Transcriba íntegramente y sin ninguna alteración el fragmento sobre la novela Billy.

— FRAGMENTO —
+ + + + +
«Se puede considerar un libro que es en parte venganza y en parte homenaje. Es un homenaje a todas aquellas personas que sufrieron las crueldades que ciertos hombres, amparados por la ley, aplicaron sobre ellos, y que aún esperan una brizna de justicia por haber tenido que pasar por aquella pesadilla» (Prólogo, p. 9).
Billy (“algo es algo”) puede ser entendida como una novela policiaca al uso: un inspector retirado intenta desenmascarar a un asesino psicópata que, además, parece querer llamar su atención, a pesar de que el comisario de policía le advierte de que no lo haga. Pero eso es solo la superficie, lo importante es el trasfondo: que el exinspector, llamado Guillermo Niño, fue un torturador de la policía franquista; que está a punto de ser llevado a juicio por sus torturas; que persigue al asesino porque este imita sus métodos, y que un asesinato encubierto persigue su conciencia. De esta manera y a través de sus recursos literarios, una novela policiaca al uso se convierte en una denuncia de la tortura y en una codena hacia la impunidad de los torturadores.
+ + + + +
— MATERIAL PROPORCIONADO —

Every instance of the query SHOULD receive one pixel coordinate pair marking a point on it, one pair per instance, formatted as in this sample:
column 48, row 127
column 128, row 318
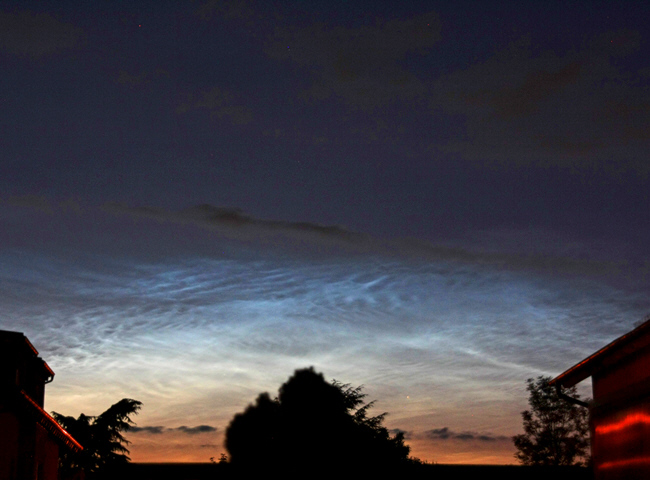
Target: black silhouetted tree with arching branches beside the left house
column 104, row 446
+ + + + +
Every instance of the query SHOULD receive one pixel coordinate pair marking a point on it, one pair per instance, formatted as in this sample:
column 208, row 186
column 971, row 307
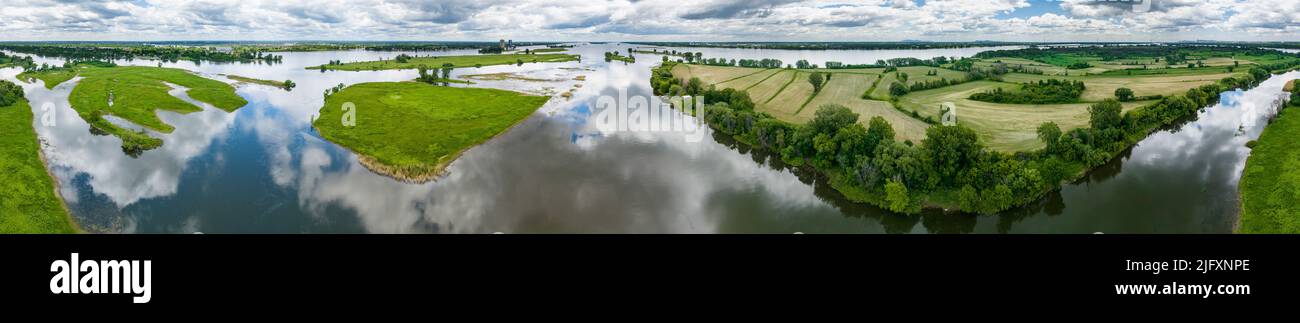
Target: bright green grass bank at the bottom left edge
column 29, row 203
+ + + + +
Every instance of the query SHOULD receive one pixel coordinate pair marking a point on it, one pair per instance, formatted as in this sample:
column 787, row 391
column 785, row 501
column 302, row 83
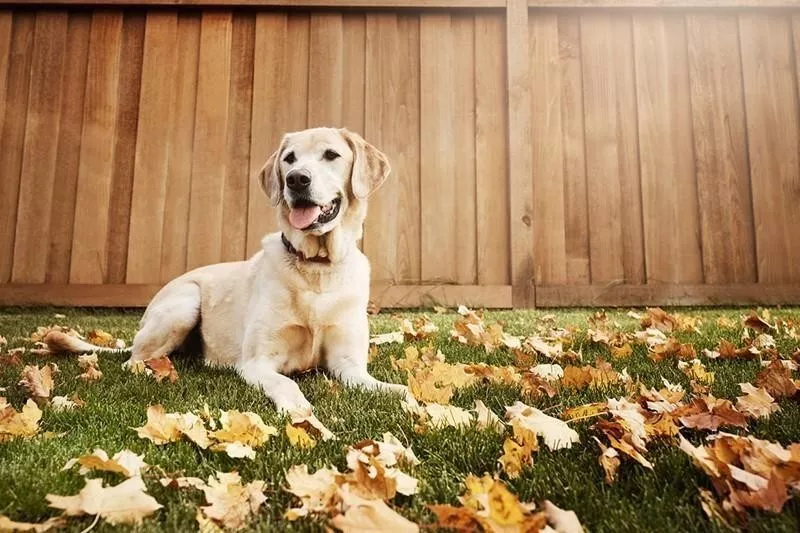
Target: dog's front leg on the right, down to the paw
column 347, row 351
+ + + + +
— SOLUCIÓN DE LA TAREA —
«Se puede considerar un libro que es en parte venganza y en parte homenaje. Es un homenaje a todas aquellas personas que sufrieron las crueldades que ciertos hombres, amparados por la ley, aplicaron sobre ellos, y que aún esperan una brizna de justicia por haber tenido que pasar por aquella pesadilla» (Prólogo, p. 9).
Billy (“algo es algo”) puede ser entendida como una novela policiaca al uso: un inspector retirado intenta desenmascarar a un asesino psicópata que, además, parece querer llamar su atención, a pesar de que el comisario de policía le advierte de que no lo haga. Pero eso es solo la superficie, lo importante es el trasfondo: que el exinspector, llamado Guillermo Niño, fue un torturador de la policía franquista; que está a punto de ser llevado a juicio por sus torturas; que persigue al asesino porque este imita sus métodos, y que un asesinato encubierto persigue su conciencia. De esta manera y a través de sus recursos literarios, una novela policiaca al uso se convierte en una denuncia de la tortura y en una codena hacia la impunidad de los torturadores.